§ Point annotation records:
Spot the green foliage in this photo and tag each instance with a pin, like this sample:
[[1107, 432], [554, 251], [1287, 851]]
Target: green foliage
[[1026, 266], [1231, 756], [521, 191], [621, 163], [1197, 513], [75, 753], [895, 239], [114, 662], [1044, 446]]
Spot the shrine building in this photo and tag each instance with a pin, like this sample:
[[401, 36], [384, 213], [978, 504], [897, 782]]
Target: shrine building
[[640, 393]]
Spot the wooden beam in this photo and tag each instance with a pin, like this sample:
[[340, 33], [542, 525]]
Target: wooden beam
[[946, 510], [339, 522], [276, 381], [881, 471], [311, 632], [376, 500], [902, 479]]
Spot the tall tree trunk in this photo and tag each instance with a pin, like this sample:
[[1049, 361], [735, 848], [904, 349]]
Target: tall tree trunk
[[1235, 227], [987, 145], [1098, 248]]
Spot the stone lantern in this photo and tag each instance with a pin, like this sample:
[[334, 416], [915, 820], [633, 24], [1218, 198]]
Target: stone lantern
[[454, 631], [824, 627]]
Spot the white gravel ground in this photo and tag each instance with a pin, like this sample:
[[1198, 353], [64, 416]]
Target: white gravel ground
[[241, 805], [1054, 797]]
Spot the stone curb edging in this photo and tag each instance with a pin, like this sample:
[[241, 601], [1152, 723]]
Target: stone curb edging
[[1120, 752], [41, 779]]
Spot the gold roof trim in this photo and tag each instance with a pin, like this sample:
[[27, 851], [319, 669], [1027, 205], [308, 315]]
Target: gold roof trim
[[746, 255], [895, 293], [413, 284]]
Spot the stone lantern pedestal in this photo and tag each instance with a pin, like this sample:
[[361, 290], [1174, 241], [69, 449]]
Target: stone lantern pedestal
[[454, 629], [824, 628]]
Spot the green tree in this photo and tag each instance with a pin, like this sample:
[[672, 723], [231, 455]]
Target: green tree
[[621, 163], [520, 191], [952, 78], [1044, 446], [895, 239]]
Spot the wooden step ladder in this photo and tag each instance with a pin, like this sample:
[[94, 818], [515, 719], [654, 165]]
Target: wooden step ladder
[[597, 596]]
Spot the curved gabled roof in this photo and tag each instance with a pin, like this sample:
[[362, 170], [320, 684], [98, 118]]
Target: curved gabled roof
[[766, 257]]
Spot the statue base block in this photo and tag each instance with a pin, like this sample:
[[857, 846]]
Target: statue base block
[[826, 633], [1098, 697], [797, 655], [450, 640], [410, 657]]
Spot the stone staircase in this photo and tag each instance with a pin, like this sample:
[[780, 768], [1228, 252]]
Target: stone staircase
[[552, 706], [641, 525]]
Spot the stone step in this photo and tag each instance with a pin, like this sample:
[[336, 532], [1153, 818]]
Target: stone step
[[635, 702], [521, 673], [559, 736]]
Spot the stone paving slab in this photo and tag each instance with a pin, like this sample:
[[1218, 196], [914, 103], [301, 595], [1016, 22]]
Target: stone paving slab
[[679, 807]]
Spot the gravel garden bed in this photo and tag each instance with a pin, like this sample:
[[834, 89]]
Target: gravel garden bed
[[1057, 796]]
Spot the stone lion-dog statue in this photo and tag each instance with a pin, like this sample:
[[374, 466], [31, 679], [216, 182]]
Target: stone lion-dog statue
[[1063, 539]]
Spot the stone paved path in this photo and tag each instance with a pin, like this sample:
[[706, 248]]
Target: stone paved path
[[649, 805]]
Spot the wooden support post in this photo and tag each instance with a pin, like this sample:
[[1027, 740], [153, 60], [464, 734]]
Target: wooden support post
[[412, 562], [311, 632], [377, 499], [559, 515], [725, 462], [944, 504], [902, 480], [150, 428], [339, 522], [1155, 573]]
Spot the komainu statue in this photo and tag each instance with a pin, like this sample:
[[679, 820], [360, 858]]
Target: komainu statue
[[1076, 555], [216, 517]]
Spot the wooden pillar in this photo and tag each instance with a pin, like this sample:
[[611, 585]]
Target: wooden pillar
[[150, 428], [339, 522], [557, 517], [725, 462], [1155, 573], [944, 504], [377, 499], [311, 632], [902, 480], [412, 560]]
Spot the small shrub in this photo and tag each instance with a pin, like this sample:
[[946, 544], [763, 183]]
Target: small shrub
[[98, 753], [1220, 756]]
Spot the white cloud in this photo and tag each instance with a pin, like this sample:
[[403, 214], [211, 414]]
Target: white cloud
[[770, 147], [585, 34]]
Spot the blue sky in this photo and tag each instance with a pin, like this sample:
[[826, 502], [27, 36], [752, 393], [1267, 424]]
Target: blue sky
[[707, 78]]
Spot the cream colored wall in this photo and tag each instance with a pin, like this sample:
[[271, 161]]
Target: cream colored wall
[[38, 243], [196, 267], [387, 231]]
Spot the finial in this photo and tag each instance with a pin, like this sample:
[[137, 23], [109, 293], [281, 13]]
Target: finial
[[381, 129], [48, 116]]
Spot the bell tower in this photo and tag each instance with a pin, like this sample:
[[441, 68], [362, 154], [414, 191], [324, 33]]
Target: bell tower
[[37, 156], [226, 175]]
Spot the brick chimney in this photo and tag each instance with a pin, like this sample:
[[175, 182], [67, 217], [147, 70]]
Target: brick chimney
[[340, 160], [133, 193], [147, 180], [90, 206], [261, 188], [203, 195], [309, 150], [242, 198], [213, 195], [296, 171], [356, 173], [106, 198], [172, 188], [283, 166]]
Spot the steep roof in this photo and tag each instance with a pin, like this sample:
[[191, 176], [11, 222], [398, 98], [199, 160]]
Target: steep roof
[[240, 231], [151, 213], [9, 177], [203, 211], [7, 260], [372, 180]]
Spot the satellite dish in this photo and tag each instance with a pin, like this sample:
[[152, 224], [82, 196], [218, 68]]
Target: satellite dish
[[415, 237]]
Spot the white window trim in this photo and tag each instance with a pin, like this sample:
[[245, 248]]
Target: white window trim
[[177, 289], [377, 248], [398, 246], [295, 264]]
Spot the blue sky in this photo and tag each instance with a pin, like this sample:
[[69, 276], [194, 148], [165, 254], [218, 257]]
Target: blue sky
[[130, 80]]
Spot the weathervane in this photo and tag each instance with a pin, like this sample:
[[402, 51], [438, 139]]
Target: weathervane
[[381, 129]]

§ YOUR OBJECTIVE: Rewrite the part of the material that opens with the line containing "Spot the stone lantern in" and closes with the line containing "[[635, 702], [521, 673], [559, 736]]", repeating every line, the requests included. Multiply each x and y coordinate in the answer points by 1.65, round to whole numbers with halves going up, and leave the coordinates in the sample lists unchanged.

§ SOLUTION TO THIS TASK:
Spot the stone lantern in this photo and tag each instance with a pin, like this sample:
[[334, 416], [915, 820], [633, 24], [1218, 198]]
Target: stone lantern
[[749, 1041], [1360, 1035]]
Spot the white gravel ground in this photo and tag each instance with a pin, like this sample:
[[1198, 353], [64, 416]]
Target: white gravel ground
[[398, 1328], [1739, 1315]]
Spot the stone curb edging in this photo and tag each instance with a pin, like this sample:
[[241, 601], [1152, 723]]
Target: stone curb edging
[[1848, 1241], [68, 1285]]
Spot the gold roof trim in this photo and tag each instance with a pin, like this sample:
[[27, 851], [319, 669], [1027, 205], [308, 315]]
Target: gold roof trim
[[1231, 421], [1477, 483], [681, 469]]
Spot the stone lantern pedestal in this photo and tag each instance with a pin, like this sample:
[[361, 290], [1174, 241], [69, 449]]
Target: stone lantern pedestal
[[749, 1038], [1360, 1036]]
Spot the green tree in this photo and tag each instance with a pin, like this sample:
[[672, 723], [231, 455]]
Target: green tree
[[1025, 269], [858, 315], [1571, 129], [1723, 736], [1477, 394]]
Spot the wooden step ladder in this photo and tag each instance with a pin, like this sample:
[[94, 818], [515, 719], [654, 165]]
Target: wooden step ladder
[[985, 983]]
Spot the curved gabled roof in this photo and tag each instance with a pin, like this sample:
[[362, 170], [320, 684], [98, 118]]
Target: curved gabled roof
[[1264, 424]]
Spot the statue base block in this photo and tag each instance with a pin, like this sample:
[[857, 846]]
Target: statue base block
[[1363, 1044], [1812, 1150], [1315, 1081], [743, 1056], [677, 1084]]
Spot the stone staircase in this photo and tag each instance with a pin, like this sample:
[[780, 768], [1228, 252]]
Target: stone staircase
[[911, 1165], [1058, 866]]
Spot the stone step in this photo and tag each instance with a pin, like this sample:
[[336, 532], [1153, 818]]
Target: stone step
[[1048, 1158], [860, 1110], [922, 1214]]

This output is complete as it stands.